For his part, Henry supports Allison with a sparse but complementary backing band (including guitarist Greg Leisz, bassist David Piltch and drummer Jay Bellerose) that provides the kind of accompaniment that showcased Tom Waits so effectively in the mid-’70s. We can only hope that we haven’t heard the last of his offhand genius and that the soaring artistic success of The Way of the World convinces Mose Allison that he still has much to contribute to today’s musical conversation.
More than 30 years ago, Werner Fassbinder protégé Ulli Lommel set up camp in New York and became ensconced in the city’s burgeoning Punk movement. The experience inspired him to make a movie about the disaffected youth who were sneering their contempt for the music industry’s status quo at top volume with only the barest concern for structure, melody and convention. The star of Lommel’s docudrama was Punk icon Richard Hell, frontman for one of NYC’s most magnetic Punk bands, the Voidoids, and the title of his film came from one of Hell’s most famous compositions: Blank Generation.

◆ AVAILABLE DATA ◆

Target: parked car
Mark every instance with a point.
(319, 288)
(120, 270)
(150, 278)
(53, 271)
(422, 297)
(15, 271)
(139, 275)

◆ PROMPT A ◆
Answer these questions about the review excerpt:
(i) Who plays guitar in the backing band?
(ii) Which band did Richard Hell front?
(iii) Whose protégé was Ulli Lommel?
◆ PROMPT B ◆
Change "docudrama" to "documentary" in the review excerpt from "More than 30" up to and including "compositions: Blank Generation.", and write out the result.
The records stand apart from the review excerpt as separate material.

◆ TASK SOLUTION A ◆
(i) Greg Leisz
(ii) The Voidoids
(iii) Werner Fassbinder's

◆ TASK SOLUTION B ◆
More than 30 years ago, Werner Fassbinder protégé Ulli Lommel set up camp in New York and became ensconced in the city’s burgeoning Punk movement. The experience inspired him to make a movie about the disaffected youth who were sneering their contempt for the music industry’s status quo at top volume with only the barest concern for structure, melody and convention. The star of Lommel’s documentary was Punk icon Richard Hell, frontman for one of NYC’s most magnetic Punk bands, the Voidoids, and the title of his film came from one of Hell’s most famous compositions: Blank Generation.